(Instructions for the task): Return the passage of the Peter Awn profile between "Awn went. There" and "not have imagined.", inclusive, copying it word for word.
:: Document excerpt ::
The Lion of Lewisohn Hall

Peter Awn
Peter Awn (Alan Orling)

On his first day at Columbia in 1978, Peter Awn, a newly minted assistant professor of religion, looked around the lecture room in Kent Hall and noticed something peculiar: some of the undergraduate students did not look the part. After class, he went to his department chair and said, “Who are those people?” The chair laughed and said, “Go over to Lewisohn Hall and find out.”

Awn went. There he discovered the School of General Studies, Columbia’s liberal-arts college for nontraditional students. Awn was intrigued. At the time, undergraduate studies at Columbia were locked in what Awn calls a “culture war”: many Columbia College partisans saw GS as “Columbia’s backdoor,” Awn says — a diluter of academic standards and a wrench in the College’s recruitment efforts. But Awn believed that GS, which was founded in 1947 in response to the flood of World War II veterans entering college on the GI Bill, could make Columbia’s undergraduate experience richer than any other in the Ivy League. He got involved with GS as a faculty member, serving on committees and advising students. He became dean in 1997. Over the next twenty years, he would transform the school in ways even he could not have imagined.

A self-described Brooklyn kid born to Lebanese Christian immigrants, Awn was ordained as a Catholic priest and earned a PhD in Islamic studies from Harvard before landing at Columbia. This eclectic background made him a perfect fit for GS, which had become a haven for career changers and people who had delayed or interrupted their college education. Some had raised families. Some had joined the workforce out of high school. Many were artists — musicians, ballet dancers — who spent their college years on the stage. Shortly after Awn became dean, the dot-com bubble burst and a horde of enterprising twentysomethings who had left school to pursue tech entrepreneurship decided it was time to go back; many came to GS. But it was in 2002, with the US fighting in Afghanistan and clearly gearing up for a major military conflict with Iraq, that Awn and vice dean Curtis Rodgers got together and said, “We should get back to our roots.”
:::
:: Records supplied ::
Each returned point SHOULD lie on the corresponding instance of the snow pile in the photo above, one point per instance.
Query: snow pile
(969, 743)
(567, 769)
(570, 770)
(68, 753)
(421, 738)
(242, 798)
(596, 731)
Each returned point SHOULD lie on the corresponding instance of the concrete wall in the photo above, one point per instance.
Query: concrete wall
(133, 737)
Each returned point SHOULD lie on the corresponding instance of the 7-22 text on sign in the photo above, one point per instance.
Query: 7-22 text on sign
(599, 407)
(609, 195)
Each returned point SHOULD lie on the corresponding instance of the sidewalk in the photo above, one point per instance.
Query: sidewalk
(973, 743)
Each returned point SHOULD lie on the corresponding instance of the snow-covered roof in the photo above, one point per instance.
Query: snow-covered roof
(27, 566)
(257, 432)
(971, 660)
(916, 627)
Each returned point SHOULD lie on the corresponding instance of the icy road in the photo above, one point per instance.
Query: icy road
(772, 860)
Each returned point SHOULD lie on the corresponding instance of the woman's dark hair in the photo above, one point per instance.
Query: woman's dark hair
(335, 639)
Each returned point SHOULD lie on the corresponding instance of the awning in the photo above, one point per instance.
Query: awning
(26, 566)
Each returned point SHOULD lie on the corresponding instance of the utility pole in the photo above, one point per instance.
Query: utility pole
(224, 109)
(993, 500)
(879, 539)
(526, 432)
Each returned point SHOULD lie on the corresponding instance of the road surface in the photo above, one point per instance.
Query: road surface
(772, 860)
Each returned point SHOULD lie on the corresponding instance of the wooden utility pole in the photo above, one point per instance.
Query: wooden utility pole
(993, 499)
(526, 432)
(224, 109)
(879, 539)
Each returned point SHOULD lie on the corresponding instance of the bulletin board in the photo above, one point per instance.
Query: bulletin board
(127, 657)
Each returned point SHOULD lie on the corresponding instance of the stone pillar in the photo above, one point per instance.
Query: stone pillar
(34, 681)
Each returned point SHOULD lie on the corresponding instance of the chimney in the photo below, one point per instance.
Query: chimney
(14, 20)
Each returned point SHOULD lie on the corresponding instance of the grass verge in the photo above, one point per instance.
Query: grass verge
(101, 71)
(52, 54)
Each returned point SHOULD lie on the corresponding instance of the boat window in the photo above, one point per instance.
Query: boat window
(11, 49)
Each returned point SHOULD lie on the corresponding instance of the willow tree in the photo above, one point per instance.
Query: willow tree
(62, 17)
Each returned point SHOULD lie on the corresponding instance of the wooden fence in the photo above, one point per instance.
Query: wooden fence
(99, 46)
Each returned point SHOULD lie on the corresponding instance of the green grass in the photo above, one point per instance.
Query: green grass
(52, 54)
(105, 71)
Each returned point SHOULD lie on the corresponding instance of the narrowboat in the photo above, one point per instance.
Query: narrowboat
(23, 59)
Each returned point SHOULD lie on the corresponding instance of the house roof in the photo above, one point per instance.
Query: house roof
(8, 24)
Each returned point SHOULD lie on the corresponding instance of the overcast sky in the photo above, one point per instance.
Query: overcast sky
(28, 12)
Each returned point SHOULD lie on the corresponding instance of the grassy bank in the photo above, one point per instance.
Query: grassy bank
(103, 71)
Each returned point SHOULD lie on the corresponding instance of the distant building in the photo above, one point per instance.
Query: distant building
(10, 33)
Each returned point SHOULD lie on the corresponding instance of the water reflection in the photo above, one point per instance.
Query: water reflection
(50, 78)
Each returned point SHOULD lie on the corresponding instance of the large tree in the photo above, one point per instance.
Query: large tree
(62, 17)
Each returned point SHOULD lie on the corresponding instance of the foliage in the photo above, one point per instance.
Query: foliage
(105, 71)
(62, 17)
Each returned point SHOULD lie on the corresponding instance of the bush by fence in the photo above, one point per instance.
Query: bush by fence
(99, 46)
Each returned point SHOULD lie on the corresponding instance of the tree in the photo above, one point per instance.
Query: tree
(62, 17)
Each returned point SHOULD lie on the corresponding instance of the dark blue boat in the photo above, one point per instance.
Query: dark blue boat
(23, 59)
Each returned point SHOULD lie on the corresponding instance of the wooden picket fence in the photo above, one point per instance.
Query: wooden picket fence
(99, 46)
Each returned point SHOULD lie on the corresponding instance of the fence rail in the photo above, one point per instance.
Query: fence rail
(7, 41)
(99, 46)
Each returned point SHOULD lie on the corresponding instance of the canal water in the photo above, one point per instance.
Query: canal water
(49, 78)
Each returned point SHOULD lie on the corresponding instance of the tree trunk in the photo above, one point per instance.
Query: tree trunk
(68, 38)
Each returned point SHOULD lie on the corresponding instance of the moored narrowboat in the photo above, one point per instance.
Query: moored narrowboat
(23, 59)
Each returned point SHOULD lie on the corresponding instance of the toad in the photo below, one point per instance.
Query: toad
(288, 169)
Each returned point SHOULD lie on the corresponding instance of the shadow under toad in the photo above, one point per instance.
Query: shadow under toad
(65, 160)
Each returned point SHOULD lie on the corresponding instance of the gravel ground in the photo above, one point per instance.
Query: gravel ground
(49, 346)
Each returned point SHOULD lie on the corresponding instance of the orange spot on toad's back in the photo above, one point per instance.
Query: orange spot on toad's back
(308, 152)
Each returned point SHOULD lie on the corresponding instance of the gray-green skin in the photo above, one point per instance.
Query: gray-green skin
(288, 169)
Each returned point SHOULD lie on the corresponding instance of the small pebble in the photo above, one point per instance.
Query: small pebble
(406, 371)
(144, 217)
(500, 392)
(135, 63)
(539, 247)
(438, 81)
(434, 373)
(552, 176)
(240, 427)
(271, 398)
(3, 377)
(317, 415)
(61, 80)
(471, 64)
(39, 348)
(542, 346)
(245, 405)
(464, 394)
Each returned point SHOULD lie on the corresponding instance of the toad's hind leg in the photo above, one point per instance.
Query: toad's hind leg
:::
(Answer to this problem):
Awn went. There he discovered the School of General Studies, Columbia’s liberal-arts college for nontraditional students. Awn was intrigued. At the time, undergraduate studies at Columbia were locked in what Awn calls a “culture war”: many Columbia College partisans saw GS as “Columbia’s backdoor,” Awn says — a diluter of academic standards and a wrench in the College’s recruitment efforts. But Awn believed that GS, which was founded in 1947 in response to the flood of World War II veterans entering college on the GI Bill, could make Columbia’s undergraduate experience richer than any other in the Ivy League. He got involved with GS as a faculty member, serving on committees and advising students. He became dean in 1997. Over the next twenty years, he would transform the school in ways even he could not have imagined.